## EXERCISE DETAILS
Retype the stretch of the following article on the economic impact of the meetings industry from "The Convention Industry" through "outside the industry.", keeping every word and punctuation mark unchanged.

The Convention Industry Council, McLean, Va., expects to release this month or next a ground-breaking study that details the economic impact of meetings, conventions, exhibitions, and incentive travel in North America, says Mary Power, CIC's president and CEO. The report aims to determine total direct spending, number of people employed, and tax revenues generated as a result of meetings and events. It also breaks down spending, taxes, and employment by industry segment and looks at the effect on air travel and hotels. The idea, says Powers, is to present a big-picture view for those inside and outside the industry.

“We support so many other industries, and yet, no one can really look at a number [for the economic impact],” Power says. “The U.S. Department of Labor is now looking at the meetings industry as an entity for the development of jobs, so we are getting a little more recognition, but frankly, when you look at the GNP and you look at all the categories, we're not in there. But [segments of the industry show up] in three or four of the top categories.”

In 2003, Labor Department officials identified the hospitality industry as one of 12 sectors in the Bush administration's High Growth Job Training Initiative. The 2006-2007 edition of the Bureau of Labor Statistics' Occupational Outlook Handbook will include, for the first time, a statement on meeting and convention planning.

The CIC economic impact study culls data from various sources, including the Center for Exhibition Industry Research, Travel Industry Association of America, American Hotel and Lodging Association, Society for Incentive Travel Executives, and the ExPact survey, and is based on 2003 data. The last time CIC conducted such a study was in 1994, when total spending was estimated at $82.8 billion.

## DATA SECTION
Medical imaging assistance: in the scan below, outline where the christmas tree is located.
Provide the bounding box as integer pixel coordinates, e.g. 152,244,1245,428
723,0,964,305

## EXERCISE OUTPUT
The Convention Industry Council, McLean, Va., expects to release this month or next a ground-breaking study that details the economic impact of meetings, conventions, exhibitions, and incentive travel in North America, says Mary Power, CIC's president and CEO. The report aims to determine total direct spending, number of people employed, and tax revenues generated as a result of meetings and events. It also breaks down spending, taxes, and employment by industry segment and looks at the effect on air travel and hotels. The idea, says Powers, is to present a big-picture view for those inside and outside the industry.